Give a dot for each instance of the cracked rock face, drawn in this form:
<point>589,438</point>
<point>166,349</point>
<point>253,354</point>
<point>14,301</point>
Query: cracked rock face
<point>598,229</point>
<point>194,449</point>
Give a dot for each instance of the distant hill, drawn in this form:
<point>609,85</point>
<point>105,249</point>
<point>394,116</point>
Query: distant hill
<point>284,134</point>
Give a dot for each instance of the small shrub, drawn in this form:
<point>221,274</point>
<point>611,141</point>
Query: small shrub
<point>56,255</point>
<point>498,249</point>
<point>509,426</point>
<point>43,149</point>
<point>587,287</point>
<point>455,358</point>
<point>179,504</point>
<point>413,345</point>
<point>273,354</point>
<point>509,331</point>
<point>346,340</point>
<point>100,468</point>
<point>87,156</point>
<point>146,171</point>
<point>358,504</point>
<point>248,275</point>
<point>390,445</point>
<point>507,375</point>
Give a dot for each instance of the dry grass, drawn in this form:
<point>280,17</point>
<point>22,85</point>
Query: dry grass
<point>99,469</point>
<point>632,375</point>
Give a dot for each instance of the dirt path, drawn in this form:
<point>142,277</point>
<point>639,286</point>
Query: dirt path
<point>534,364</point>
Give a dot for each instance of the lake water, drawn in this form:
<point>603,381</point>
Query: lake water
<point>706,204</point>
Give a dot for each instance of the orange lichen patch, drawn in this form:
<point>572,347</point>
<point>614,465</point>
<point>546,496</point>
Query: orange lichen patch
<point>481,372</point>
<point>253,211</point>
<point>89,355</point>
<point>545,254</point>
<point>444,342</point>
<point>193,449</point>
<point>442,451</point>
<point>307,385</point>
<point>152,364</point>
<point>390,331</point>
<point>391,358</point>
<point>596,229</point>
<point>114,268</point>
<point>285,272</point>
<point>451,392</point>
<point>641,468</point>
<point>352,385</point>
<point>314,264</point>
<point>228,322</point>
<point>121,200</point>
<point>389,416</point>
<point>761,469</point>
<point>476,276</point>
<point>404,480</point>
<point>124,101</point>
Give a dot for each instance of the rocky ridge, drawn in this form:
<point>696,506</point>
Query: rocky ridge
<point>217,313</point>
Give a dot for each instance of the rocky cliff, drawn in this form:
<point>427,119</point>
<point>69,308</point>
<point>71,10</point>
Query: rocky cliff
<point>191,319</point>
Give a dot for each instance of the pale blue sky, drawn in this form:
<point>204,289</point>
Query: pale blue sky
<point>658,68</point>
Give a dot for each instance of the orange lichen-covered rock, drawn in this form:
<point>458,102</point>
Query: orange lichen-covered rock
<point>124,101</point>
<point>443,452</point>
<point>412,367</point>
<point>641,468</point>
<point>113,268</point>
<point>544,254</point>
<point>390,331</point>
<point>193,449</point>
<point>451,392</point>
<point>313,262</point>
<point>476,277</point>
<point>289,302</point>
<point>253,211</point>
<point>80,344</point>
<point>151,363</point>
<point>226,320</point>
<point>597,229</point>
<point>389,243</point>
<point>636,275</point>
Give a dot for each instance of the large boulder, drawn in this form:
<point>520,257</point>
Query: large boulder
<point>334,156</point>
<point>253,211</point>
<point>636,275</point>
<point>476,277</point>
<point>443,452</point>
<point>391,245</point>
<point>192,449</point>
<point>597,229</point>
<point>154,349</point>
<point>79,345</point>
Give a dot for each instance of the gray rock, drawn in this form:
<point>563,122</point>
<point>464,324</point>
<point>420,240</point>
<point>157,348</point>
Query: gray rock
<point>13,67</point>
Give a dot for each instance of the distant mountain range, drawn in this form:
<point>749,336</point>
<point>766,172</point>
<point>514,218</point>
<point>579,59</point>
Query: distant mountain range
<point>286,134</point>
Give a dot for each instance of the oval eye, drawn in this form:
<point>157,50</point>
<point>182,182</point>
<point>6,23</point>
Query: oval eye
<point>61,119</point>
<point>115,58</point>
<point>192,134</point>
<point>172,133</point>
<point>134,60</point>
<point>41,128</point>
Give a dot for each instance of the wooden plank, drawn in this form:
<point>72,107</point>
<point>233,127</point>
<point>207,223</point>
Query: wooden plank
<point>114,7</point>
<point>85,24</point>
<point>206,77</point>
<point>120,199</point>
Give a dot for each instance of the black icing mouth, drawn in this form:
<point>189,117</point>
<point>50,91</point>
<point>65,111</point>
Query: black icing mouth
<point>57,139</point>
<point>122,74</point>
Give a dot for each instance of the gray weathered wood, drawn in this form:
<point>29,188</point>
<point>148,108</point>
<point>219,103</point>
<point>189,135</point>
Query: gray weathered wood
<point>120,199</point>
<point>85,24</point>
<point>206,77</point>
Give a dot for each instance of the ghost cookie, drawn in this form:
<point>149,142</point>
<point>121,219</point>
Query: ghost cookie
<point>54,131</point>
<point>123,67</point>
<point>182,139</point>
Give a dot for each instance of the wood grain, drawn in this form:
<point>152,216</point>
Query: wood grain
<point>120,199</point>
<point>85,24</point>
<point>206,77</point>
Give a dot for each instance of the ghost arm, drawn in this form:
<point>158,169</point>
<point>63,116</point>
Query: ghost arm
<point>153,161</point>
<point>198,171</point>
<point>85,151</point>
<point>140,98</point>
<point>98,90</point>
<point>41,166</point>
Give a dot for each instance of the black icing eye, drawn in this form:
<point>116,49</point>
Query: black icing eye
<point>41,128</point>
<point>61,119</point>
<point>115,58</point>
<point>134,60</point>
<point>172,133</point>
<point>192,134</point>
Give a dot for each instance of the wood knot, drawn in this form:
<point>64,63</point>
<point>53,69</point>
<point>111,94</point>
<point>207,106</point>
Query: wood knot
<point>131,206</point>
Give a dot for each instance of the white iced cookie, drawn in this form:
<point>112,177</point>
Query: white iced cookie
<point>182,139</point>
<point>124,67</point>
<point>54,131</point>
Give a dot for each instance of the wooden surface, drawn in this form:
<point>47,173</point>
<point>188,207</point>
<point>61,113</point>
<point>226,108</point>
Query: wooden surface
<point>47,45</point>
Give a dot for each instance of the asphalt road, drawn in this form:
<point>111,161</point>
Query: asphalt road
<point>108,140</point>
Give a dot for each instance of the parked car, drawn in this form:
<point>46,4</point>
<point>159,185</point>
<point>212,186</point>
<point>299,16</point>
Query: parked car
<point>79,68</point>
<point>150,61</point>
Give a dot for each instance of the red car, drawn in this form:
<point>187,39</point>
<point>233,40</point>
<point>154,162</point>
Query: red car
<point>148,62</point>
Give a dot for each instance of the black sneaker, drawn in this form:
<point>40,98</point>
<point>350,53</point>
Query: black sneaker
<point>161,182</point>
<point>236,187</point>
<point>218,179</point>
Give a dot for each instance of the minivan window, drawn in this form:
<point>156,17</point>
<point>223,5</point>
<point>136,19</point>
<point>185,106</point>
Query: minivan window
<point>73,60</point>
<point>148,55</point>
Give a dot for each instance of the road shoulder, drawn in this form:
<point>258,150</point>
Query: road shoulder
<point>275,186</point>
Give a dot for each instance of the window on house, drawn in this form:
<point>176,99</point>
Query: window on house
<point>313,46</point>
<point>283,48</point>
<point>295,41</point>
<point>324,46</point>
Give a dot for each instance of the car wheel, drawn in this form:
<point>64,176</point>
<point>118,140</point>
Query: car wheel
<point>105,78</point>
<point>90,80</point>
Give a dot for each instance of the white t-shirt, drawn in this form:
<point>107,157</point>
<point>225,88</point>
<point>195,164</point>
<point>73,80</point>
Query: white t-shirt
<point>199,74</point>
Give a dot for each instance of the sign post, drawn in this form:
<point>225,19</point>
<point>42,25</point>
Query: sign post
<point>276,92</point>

• Directions for this task: Transcribe the listing above exactly, including every line.

• Answer section:
Give a dot for each instance of the cracked rock face, drawn in this form:
<point>589,438</point>
<point>166,349</point>
<point>253,354</point>
<point>14,301</point>
Query: cracked rock face
<point>598,229</point>
<point>194,449</point>
Give a dot for each instance of the distant hill, drawn in this form:
<point>609,85</point>
<point>105,249</point>
<point>394,116</point>
Query: distant hill
<point>284,134</point>
Give a dot for each instance of the small shrub, drawn in this form:
<point>221,274</point>
<point>611,141</point>
Query: small shrub
<point>56,255</point>
<point>498,249</point>
<point>509,426</point>
<point>43,149</point>
<point>587,287</point>
<point>455,358</point>
<point>179,504</point>
<point>413,345</point>
<point>273,354</point>
<point>509,331</point>
<point>346,340</point>
<point>100,468</point>
<point>87,156</point>
<point>146,171</point>
<point>358,504</point>
<point>248,275</point>
<point>390,445</point>
<point>507,375</point>
Give a dot for each instance of the dry grass, drawn in this form:
<point>280,17</point>
<point>22,85</point>
Query: dry grass
<point>99,469</point>
<point>632,375</point>
Give a dot for each instance of the dirt path, drawn in this form:
<point>142,277</point>
<point>639,286</point>
Query: dirt path
<point>534,364</point>
Give a dot for each instance of the lake water, drawn in this form:
<point>603,381</point>
Query: lake water
<point>706,204</point>
Give a dot for each instance of the orange lichen patch, drawn in this form:
<point>572,347</point>
<point>614,465</point>
<point>546,496</point>
Query: orange lichen patch
<point>481,372</point>
<point>253,211</point>
<point>89,355</point>
<point>545,254</point>
<point>444,342</point>
<point>193,449</point>
<point>442,451</point>
<point>307,385</point>
<point>152,364</point>
<point>390,331</point>
<point>391,358</point>
<point>596,229</point>
<point>114,268</point>
<point>285,272</point>
<point>451,392</point>
<point>641,468</point>
<point>352,385</point>
<point>314,264</point>
<point>228,322</point>
<point>121,200</point>
<point>389,416</point>
<point>761,469</point>
<point>476,276</point>
<point>404,480</point>
<point>124,101</point>
Give a dot for each instance of the rocky ridge, drawn in this form:
<point>696,506</point>
Query: rocky ridge
<point>217,313</point>
Give a dot for each instance of the rocky cliff, drawn in this form:
<point>427,119</point>
<point>69,308</point>
<point>71,10</point>
Query: rocky cliff
<point>191,319</point>
Give a dot for each instance of the pale blue sky, drawn in this form:
<point>204,289</point>
Query: pale blue sky
<point>658,68</point>
Give a dot for each instance of the orange lichen-covered rock, drawn in this form:
<point>458,102</point>
Query: orange lichen-covered rock
<point>124,101</point>
<point>443,452</point>
<point>412,367</point>
<point>641,468</point>
<point>113,268</point>
<point>544,254</point>
<point>390,331</point>
<point>193,449</point>
<point>451,392</point>
<point>313,262</point>
<point>476,277</point>
<point>289,302</point>
<point>253,211</point>
<point>80,344</point>
<point>151,363</point>
<point>226,320</point>
<point>597,229</point>
<point>389,243</point>
<point>636,275</point>
Give a dot for each instance of the large boulder, drawn in this form:
<point>520,257</point>
Query: large boulder
<point>334,156</point>
<point>253,211</point>
<point>636,275</point>
<point>476,277</point>
<point>443,452</point>
<point>391,245</point>
<point>192,449</point>
<point>597,229</point>
<point>154,349</point>
<point>79,345</point>
Give a dot for each instance of the gray rock, drawn in this form:
<point>563,122</point>
<point>464,324</point>
<point>420,240</point>
<point>157,348</point>
Query: gray rock
<point>13,67</point>
Give a dot for each instance of the distant mountain range, drawn in this form:
<point>749,336</point>
<point>766,172</point>
<point>514,218</point>
<point>579,59</point>
Query: distant mountain range
<point>286,134</point>
Give a dot for each instance of the oval eye, drawn in this form:
<point>157,50</point>
<point>182,182</point>
<point>6,23</point>
Query: oval eye
<point>61,119</point>
<point>115,58</point>
<point>192,134</point>
<point>172,133</point>
<point>134,60</point>
<point>41,128</point>
Give a dot for each instance of the wooden plank, drawn in this form:
<point>72,107</point>
<point>233,127</point>
<point>207,223</point>
Query: wooden plank
<point>114,7</point>
<point>85,24</point>
<point>206,77</point>
<point>120,199</point>
Give a dot for each instance of the black icing mouth, drawn in this form:
<point>189,117</point>
<point>50,91</point>
<point>65,111</point>
Query: black icing mouth
<point>57,139</point>
<point>122,74</point>
Give a dot for each instance of the gray weathered wood, drawn in this form:
<point>29,188</point>
<point>148,108</point>
<point>219,103</point>
<point>189,135</point>
Query: gray weathered wood
<point>120,199</point>
<point>85,24</point>
<point>206,77</point>
Give a dot for each instance of the ghost cookie, drawn in this form:
<point>149,142</point>
<point>121,219</point>
Query: ghost cookie
<point>54,131</point>
<point>123,67</point>
<point>182,139</point>
Give a dot for each instance of the wood grain, drawn in this form:
<point>152,216</point>
Query: wood grain
<point>120,199</point>
<point>85,24</point>
<point>206,77</point>
Give a dot for each instance of the ghost arm, drawn in this form:
<point>158,169</point>
<point>63,116</point>
Query: ghost arm
<point>153,161</point>
<point>198,171</point>
<point>85,151</point>
<point>140,98</point>
<point>98,90</point>
<point>41,166</point>
Give a dot for each instance of the black icing eye, drawn in this form:
<point>116,49</point>
Query: black icing eye
<point>41,128</point>
<point>61,119</point>
<point>115,58</point>
<point>134,60</point>
<point>172,133</point>
<point>192,134</point>
Give a dot for each instance of the wood knot, drawn in this form:
<point>64,63</point>
<point>53,69</point>
<point>111,94</point>
<point>207,106</point>
Query: wood knot
<point>131,206</point>
Give a dot for each instance of the white iced cookie, drawn in this form:
<point>112,177</point>
Query: white iced cookie
<point>182,139</point>
<point>124,67</point>
<point>54,131</point>
Give a dot for each instance of the wooden surface, drawn in this form:
<point>47,173</point>
<point>188,207</point>
<point>61,113</point>
<point>226,108</point>
Query: wooden surface
<point>47,45</point>
Give a dot for each instance of the asphalt road, drawn in this form:
<point>111,161</point>
Query: asphalt road
<point>108,140</point>
Give a dot for each instance of the parked car, drawn in this form:
<point>46,4</point>
<point>159,185</point>
<point>212,186</point>
<point>299,16</point>
Query: parked car
<point>79,68</point>
<point>150,61</point>
Give a dot for each instance of the red car, drawn in this form:
<point>187,39</point>
<point>233,40</point>
<point>154,162</point>
Query: red car
<point>148,62</point>
Give a dot for each instance of the black sneaker, drawn in this form:
<point>40,98</point>
<point>350,53</point>
Query: black sneaker
<point>161,182</point>
<point>236,187</point>
<point>218,179</point>
Give a dot for each instance of the minivan window, drawn in this form:
<point>156,17</point>
<point>223,5</point>
<point>136,19</point>
<point>185,106</point>
Query: minivan window
<point>73,60</point>
<point>148,55</point>
Give a dot for each instance of the road shoulder, drawn in this form:
<point>258,150</point>
Query: road shoulder
<point>275,186</point>
Give a dot for each instance of the window on house, drawn in this form:
<point>176,99</point>
Query: window on house
<point>313,46</point>
<point>283,48</point>
<point>295,41</point>
<point>324,46</point>
Give a dot for each instance of the car wheel, drawn in this form:
<point>64,176</point>
<point>118,140</point>
Query: car wheel
<point>105,78</point>
<point>90,80</point>
Give a dot for each instance of the white t-shirt, drawn in this form:
<point>107,157</point>
<point>225,88</point>
<point>195,164</point>
<point>73,80</point>
Query: white t-shirt
<point>199,74</point>
Give a dot for each instance of the sign post, drawn in this form:
<point>225,19</point>
<point>42,25</point>
Query: sign post
<point>276,92</point>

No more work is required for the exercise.